• **Task requirements**: In the abstract on the generalized 3-connectivity of Cayley graphs, which notations are introduced with "denote," "is defined as," "Let ... be," or "use the notation"? List each with what it stands for.

• **Document**:
The Generalized 3-Connectivity of Cayley Graphs on Symmetric Groups Generated by Trees and Cycles

Abstract

The generalized connectivity of a graph is a natural generalization of the connectivity and can serve for measuring the capability of a network G to connect any k vertices in G. Given a graph $$G=(V,E)$$ and a subset $$S\subseteq V$$ of at least two vertices, we denote by $$\kappa _G(S)$$ the maximum number r of edge-disjoint trees $$T_1, T_2, \ldots , T_r$$ in G such that $$V(T_i)\cap V(T_j)=S$$ for any pair of distinct integers i, j, where $$1\le i,j\le r$$ . For an integer k with $$2\le k\le n$$ , the generalized k-connectivity is defined as $$\kappa _k(G)=\min \{\kappa _G(S)| S\subseteq V(G)\ \mathrm{and}\ |S|=k\}$$ . That is, $$\kappa _k(G)$$ is the minimum value of $$\kappa _G(S)$$ over all k-subsets S of vertices. The study of Cayley graphs has many applications in the field of design and analysis of interconnection networks. Let Sym(n) be the group of all permutations on $$\{1,\ldots ,n\}$$ and $${\mathcal {T}}$$ be a set of transpositions of Sym(n). Let $$G({\mathcal {T}})$$ be the graph on n vertices $$\{1,2,\ldots ,n\}$$ such that there is an edge ij in $$G({\mathcal {T}})$$ if and only if the transposition $$[ij]\in {\mathcal {T}}$$ . If $$G({\mathcal {T}})$$ is a tree, we use the notation $${\mathbb {T}}_n$$ to denote the Cayley graph $$Cay(Sym(n),{\mathcal {T}})$$ on symmetric groups generated by $$G({\mathcal {T}})$$ . If $$G({\mathcal {T}})$$ is a cycle, we use the notation $$MB_{n}$$ to denote the Cayley graph $$Cay(Sym(n),{\mathcal {T}})$$ on symmetric groups generated by $$G({\mathcal {T}})$$ . In this paper, we investigate the generalized 3-connectivity of $${\mathbb {T}}_{n}$$ and $$MB_{n}$$ and show that $$\kappa _{3}({\mathbb {T}}_{n})=n-2$$ and $$\kappa _{3}(MB_{n})=n-1$$ .

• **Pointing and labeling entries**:
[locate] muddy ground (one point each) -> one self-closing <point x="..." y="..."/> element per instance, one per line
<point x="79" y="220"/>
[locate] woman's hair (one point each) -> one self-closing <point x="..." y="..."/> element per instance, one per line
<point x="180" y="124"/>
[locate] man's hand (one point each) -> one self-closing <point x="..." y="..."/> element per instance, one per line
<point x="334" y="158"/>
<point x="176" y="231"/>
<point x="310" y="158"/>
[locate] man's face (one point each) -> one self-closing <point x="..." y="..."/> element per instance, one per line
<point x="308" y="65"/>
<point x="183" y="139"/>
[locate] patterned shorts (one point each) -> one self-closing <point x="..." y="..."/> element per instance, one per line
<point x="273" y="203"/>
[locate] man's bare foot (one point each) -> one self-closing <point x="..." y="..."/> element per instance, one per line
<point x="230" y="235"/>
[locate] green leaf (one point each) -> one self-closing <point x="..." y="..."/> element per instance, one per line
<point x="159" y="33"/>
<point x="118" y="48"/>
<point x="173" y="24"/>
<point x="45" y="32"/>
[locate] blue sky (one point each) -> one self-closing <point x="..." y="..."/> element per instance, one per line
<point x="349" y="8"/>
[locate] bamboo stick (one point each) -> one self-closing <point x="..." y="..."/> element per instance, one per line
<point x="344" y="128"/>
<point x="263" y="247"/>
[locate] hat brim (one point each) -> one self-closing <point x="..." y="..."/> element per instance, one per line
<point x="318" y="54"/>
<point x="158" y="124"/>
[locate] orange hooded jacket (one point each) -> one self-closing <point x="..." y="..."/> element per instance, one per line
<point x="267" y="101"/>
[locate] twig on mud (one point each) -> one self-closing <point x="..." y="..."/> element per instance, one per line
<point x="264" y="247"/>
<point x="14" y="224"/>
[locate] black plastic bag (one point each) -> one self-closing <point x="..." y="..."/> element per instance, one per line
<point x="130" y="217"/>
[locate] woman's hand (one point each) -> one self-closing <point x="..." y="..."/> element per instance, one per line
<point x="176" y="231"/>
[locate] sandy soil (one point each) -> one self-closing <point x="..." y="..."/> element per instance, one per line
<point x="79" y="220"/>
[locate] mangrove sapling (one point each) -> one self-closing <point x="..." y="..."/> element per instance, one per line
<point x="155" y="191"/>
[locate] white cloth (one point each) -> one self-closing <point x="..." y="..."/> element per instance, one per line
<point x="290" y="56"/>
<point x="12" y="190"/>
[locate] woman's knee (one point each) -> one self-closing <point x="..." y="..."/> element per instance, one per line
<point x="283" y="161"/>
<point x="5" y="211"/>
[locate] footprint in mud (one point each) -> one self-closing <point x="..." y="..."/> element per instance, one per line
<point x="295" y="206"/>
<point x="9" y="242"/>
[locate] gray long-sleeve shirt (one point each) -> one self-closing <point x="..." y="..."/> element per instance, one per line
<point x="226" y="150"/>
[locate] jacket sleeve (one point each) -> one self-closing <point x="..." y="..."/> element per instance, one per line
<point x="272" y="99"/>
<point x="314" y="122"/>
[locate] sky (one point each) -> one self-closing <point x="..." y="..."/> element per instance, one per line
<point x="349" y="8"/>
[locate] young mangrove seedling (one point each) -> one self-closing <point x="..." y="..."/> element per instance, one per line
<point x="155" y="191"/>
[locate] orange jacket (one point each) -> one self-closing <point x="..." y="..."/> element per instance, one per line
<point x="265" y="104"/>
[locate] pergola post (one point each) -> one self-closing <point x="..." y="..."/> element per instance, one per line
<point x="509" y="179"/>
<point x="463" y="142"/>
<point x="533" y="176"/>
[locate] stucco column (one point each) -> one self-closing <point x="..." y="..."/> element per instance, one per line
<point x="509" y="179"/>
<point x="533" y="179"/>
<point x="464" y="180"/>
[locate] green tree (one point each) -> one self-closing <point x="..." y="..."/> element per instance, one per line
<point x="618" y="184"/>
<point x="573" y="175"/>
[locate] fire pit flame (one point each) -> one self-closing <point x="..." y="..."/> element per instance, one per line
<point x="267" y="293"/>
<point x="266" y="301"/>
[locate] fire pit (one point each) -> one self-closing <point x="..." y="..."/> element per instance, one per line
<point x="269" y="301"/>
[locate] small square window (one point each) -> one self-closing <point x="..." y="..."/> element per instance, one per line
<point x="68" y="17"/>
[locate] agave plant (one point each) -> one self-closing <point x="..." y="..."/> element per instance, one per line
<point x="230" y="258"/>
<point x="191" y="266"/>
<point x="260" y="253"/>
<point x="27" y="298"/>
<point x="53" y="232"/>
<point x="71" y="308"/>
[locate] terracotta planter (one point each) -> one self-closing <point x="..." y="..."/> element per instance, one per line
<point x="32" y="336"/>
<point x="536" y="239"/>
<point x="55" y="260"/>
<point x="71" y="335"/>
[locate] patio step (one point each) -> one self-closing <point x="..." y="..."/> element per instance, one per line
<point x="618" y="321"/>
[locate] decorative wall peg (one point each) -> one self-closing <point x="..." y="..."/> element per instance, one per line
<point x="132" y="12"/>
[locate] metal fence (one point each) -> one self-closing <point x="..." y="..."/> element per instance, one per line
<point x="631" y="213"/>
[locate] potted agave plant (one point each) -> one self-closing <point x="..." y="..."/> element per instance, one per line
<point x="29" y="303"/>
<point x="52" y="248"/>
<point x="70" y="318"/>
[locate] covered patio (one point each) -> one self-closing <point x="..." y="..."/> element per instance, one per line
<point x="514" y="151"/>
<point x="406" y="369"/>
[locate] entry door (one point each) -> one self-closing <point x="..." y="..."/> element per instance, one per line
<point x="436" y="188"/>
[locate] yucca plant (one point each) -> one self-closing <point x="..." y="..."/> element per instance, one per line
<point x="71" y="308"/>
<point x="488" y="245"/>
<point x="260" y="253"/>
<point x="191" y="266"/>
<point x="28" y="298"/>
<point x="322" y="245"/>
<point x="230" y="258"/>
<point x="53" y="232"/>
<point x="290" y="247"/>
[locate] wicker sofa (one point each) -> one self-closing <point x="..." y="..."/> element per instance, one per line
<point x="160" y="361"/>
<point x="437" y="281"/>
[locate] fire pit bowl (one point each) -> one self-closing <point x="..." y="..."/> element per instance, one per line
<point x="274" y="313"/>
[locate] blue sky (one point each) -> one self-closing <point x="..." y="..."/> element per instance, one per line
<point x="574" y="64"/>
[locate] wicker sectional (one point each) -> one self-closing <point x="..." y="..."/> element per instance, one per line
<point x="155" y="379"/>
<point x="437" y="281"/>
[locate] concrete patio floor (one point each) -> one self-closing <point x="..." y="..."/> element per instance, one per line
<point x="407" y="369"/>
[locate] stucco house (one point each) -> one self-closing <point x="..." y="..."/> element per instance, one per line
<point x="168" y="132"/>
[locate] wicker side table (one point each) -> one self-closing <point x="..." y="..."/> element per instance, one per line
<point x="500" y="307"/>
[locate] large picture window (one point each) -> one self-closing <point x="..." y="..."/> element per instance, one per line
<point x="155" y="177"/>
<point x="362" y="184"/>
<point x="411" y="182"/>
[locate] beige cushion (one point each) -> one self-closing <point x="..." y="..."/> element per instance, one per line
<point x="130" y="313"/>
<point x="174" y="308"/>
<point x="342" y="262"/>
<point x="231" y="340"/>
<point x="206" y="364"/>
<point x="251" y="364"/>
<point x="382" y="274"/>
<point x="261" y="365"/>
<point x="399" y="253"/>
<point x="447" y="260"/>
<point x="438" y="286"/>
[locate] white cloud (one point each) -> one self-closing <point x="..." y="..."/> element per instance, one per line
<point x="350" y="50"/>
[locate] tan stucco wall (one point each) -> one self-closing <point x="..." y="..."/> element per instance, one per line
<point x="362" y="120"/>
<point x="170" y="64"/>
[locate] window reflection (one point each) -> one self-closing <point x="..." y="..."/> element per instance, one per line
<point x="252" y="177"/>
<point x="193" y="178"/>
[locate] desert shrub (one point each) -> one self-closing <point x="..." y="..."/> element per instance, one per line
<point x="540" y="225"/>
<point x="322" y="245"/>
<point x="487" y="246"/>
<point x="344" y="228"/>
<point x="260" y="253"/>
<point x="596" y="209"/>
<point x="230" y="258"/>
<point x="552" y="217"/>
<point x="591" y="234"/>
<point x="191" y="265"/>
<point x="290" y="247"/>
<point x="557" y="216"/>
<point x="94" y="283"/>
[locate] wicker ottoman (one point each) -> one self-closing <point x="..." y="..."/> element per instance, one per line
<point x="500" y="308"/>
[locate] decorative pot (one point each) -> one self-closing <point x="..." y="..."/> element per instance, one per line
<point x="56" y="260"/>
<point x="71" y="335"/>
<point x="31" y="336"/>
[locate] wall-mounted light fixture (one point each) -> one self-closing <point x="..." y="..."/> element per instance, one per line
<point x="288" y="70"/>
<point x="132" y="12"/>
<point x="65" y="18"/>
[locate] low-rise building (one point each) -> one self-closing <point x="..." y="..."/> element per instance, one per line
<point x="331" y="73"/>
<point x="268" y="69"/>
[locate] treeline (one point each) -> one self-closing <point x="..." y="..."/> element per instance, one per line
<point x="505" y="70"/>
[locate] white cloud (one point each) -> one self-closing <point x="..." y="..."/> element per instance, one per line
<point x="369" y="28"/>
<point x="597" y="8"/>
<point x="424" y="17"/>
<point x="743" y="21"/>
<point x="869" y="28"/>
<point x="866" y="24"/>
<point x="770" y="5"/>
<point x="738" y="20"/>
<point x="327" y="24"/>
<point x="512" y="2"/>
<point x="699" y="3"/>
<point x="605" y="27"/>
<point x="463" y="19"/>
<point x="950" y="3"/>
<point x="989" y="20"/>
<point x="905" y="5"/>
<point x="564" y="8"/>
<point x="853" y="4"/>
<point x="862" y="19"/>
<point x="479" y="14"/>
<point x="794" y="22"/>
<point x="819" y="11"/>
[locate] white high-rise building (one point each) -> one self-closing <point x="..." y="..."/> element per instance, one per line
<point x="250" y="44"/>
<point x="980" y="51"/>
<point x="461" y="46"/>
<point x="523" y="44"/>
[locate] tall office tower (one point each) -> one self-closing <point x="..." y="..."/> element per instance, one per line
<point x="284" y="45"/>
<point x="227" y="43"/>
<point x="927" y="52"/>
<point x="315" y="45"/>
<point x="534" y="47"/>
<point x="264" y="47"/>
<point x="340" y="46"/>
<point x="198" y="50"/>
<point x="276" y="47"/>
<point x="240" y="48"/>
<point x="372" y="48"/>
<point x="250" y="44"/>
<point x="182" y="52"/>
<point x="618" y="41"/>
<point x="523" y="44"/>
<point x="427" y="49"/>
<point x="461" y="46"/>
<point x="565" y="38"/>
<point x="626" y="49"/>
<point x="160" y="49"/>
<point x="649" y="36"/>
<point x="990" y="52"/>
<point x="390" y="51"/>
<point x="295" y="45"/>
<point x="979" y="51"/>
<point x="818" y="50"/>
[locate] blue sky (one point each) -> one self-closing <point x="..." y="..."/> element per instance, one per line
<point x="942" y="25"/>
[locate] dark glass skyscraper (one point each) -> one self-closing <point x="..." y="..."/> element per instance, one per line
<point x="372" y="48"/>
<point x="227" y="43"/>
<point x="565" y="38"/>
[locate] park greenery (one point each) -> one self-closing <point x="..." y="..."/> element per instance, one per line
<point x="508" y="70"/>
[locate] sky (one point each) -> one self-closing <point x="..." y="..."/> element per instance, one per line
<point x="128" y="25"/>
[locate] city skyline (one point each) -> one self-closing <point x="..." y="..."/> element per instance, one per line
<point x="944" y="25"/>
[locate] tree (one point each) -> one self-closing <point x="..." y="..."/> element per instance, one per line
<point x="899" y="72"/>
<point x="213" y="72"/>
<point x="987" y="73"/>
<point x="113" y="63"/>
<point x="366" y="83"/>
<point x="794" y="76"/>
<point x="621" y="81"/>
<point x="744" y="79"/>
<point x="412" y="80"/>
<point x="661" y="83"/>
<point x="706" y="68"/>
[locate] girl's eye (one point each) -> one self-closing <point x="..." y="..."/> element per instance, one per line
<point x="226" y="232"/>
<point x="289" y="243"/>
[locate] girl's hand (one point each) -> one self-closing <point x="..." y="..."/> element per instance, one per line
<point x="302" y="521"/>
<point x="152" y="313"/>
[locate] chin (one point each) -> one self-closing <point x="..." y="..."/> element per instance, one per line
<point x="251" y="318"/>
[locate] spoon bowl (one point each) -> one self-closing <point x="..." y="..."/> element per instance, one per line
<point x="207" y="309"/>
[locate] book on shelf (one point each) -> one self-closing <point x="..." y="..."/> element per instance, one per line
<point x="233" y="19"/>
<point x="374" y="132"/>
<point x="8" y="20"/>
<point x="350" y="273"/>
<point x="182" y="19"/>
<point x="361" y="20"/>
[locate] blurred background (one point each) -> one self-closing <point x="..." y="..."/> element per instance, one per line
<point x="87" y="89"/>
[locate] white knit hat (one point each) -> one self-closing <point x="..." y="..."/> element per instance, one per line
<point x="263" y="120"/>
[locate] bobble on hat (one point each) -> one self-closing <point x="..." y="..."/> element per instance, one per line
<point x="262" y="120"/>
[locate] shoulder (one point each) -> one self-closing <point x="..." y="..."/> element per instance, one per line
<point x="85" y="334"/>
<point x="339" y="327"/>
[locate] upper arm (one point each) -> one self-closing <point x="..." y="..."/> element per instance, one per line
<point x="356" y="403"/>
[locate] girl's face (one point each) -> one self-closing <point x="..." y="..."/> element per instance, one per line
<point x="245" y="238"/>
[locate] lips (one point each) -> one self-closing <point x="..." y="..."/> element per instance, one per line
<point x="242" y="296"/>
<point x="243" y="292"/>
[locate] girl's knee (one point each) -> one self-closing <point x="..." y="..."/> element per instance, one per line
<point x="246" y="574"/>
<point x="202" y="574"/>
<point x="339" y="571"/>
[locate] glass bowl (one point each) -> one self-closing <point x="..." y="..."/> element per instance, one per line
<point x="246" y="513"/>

• **Expected answer**:
- κ_G(S): the maximum number r of edge-disjoint trees T_1, …, T_r in G such that V(T_i) ∩ V(T_j) = S for any pair of distinct integers i, j
- κ_k(G): the generalized k-connectivity, min{κ_G(S) | S ⊆ V(G) and |S| = k}
- Sym(n): the group of all permutations on {1, …, n}
- 𝒯: a set of transpositions of Sym(n)
- G(𝒯): the graph on n vertices {1, 2, …, n} with an edge ij if and only if the transposition [ij] ∈ 𝒯
- 𝕋_n: the Cayley graph Cay(Sym(n), 𝒯) when G(𝒯) is a tree
- MB_n: the Cayley graph Cay(Sym(n), 𝒯) when G(𝒯) is a cycle